Your instructions
Copy the data as given. No line may be skipped.

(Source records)
---+---
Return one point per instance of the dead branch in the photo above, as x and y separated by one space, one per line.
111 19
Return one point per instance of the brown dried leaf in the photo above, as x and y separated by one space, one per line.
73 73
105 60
---+---
Output for this exercise
Return one point per instance of the dead branch in the photo above, as x and y separated by one space, one per line.
111 19
Return one point per instance of the brown dried leaf in the photo above, as x and y separated by one space, one per line.
73 73
105 60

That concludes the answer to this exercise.